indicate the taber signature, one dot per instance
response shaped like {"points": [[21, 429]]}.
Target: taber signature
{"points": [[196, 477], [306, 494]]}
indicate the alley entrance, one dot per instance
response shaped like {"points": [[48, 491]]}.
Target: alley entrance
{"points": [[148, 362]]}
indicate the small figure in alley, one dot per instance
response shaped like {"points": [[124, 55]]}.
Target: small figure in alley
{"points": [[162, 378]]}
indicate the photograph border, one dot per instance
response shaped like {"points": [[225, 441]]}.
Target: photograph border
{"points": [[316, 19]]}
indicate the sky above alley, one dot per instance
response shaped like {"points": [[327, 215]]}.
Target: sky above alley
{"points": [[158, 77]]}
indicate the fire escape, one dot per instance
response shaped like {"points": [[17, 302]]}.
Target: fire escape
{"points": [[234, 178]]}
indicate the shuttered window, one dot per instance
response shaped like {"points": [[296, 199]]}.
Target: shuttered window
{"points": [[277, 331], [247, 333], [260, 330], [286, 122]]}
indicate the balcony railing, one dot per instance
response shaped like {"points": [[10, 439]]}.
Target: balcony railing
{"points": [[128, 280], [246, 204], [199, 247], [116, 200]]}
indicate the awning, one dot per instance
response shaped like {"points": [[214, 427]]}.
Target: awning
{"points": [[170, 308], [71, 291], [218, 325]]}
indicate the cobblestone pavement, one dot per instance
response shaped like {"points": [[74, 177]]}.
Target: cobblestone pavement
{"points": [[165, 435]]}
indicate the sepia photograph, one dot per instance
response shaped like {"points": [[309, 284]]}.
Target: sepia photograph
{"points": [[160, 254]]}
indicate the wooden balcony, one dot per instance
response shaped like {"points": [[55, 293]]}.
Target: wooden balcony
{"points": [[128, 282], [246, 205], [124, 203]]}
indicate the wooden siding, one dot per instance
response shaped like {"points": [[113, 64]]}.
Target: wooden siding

[Work instructions]
Every line from the one holding "indicate the cobblestone" through the final line of the listing must be echoed exactly; leave out all other lines.

[Exercise output]
indicate the cobblestone pavement, one dot per instance
response shaped like {"points": [[74, 177]]}.
Target: cobblestone pavement
{"points": [[165, 435]]}
indicate the sepia photograph, one dot per instance
response shaped like {"points": [[309, 284]]}.
Target: sepia photograph
{"points": [[160, 254]]}
indicate the wooden balcony, one dot per instance
response shaped like {"points": [[55, 293]]}.
Target: wooden balcony
{"points": [[128, 282], [246, 205], [124, 203]]}
indicate the wooden siding, one dot per instance
response shaped like {"points": [[113, 64]]}.
Target: wooden siding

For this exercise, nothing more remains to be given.